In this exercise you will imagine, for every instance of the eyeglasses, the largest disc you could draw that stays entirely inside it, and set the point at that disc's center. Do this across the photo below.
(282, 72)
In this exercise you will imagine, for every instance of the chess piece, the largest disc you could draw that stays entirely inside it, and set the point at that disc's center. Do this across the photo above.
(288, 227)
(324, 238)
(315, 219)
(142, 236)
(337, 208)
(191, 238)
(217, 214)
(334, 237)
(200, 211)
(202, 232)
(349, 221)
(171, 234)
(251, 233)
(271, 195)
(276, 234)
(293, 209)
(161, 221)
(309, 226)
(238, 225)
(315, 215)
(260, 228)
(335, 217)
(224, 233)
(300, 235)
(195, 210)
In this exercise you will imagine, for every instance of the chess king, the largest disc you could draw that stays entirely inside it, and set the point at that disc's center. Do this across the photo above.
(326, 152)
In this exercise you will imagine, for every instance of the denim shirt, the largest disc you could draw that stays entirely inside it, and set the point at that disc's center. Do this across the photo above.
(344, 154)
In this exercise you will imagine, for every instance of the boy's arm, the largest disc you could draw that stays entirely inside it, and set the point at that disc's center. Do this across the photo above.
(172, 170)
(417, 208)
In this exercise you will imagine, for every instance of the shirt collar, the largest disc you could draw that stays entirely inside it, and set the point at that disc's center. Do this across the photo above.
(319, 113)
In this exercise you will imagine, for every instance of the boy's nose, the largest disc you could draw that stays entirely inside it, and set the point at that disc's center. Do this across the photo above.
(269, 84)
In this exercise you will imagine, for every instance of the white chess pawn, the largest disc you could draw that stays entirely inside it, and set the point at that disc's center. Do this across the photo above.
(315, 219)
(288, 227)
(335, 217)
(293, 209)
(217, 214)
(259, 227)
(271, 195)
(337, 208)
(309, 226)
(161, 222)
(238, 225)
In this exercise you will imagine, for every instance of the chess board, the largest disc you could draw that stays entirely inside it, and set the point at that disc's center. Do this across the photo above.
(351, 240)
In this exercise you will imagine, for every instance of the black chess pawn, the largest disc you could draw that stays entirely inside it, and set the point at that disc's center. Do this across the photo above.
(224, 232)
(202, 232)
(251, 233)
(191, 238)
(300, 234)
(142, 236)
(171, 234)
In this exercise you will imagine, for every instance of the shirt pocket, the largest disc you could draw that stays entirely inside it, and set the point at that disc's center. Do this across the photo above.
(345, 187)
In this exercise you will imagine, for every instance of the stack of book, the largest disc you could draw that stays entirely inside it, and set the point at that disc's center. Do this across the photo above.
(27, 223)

## Task statement
Generate an exact reproduction of all entries.

## Exercise output
In this exercise you will imagine, for every instance of the eyeglasses, the largest disc you could draw that stays entirely inside it, and set the point at that disc's center. Do this across the photo below.
(282, 72)
In this exercise you will imagine, for every instance of the chess piece, the largest disc you could draw that stays entirely inside it, and set the point at that disc's center. Do this across the photo above.
(288, 227)
(324, 238)
(315, 219)
(142, 236)
(337, 208)
(191, 238)
(217, 214)
(334, 237)
(200, 211)
(202, 232)
(349, 221)
(171, 234)
(251, 233)
(271, 195)
(276, 234)
(293, 209)
(161, 221)
(309, 226)
(238, 225)
(315, 215)
(260, 228)
(335, 217)
(224, 233)
(300, 235)
(195, 210)
In this exercise you will imagine, for every instance of the chess king, the largest disc you could draw that stays entirely inside it, and set the point at that disc's center. Do this across the photo above.
(326, 152)
In this exercise you will imagine, for every instance of the denim shirt, the largest disc you could draw that stays entirely inside it, and set the point at that disc's center. Do this across the photo above.
(344, 154)
In this exercise you will imagine, for every instance of the boy's arm, the largest disc you could draw that stays entirely inside it, and set the point at that disc's center. Do this across the photo above.
(172, 170)
(417, 208)
In this exercise you will imagine, for every instance of the shirt collar, the largest disc you could draw that stays entirely inside it, and set the point at that disc's center. Do this across the photo above.
(319, 113)
In this exercise you will imagine, for every instance of the boy's nose, the largest disc you could draw that stays entirely inside it, and set the point at that disc's center. Do this across the photo above.
(269, 84)
In this exercise you will imagine, for every instance of the white chess pawn, the largest disc you could draw that stays entirely inside it, and set the point at that disc's center. Do this across the photo above.
(315, 219)
(288, 227)
(335, 217)
(293, 209)
(217, 214)
(259, 227)
(271, 195)
(337, 208)
(309, 226)
(161, 222)
(238, 225)
In this exercise you will imagine, for every instance of the chess board, the largest disc you could draw that stays entirely inside it, and set the point at that disc's center. Do this across the photo above.
(351, 240)
In this exercise you will imagine, for every instance of the black chess pawn, the largest disc you could draw that stays entirely inside it, and set the point at that disc's center. Do this across the photo above.
(224, 232)
(202, 232)
(251, 233)
(191, 238)
(300, 234)
(142, 236)
(171, 234)
In this exercise you will imagine, for every instance of the shirt pocket, the largest disc you could draw that stays entirely inside it, and set the point at that disc's center. Do this across the photo above.
(345, 187)
In this exercise you will imagine, for every instance of the stack of book, the largest disc you could draw that stays entirely inside it, and set the point at that disc's center. Do this across the photo above.
(27, 223)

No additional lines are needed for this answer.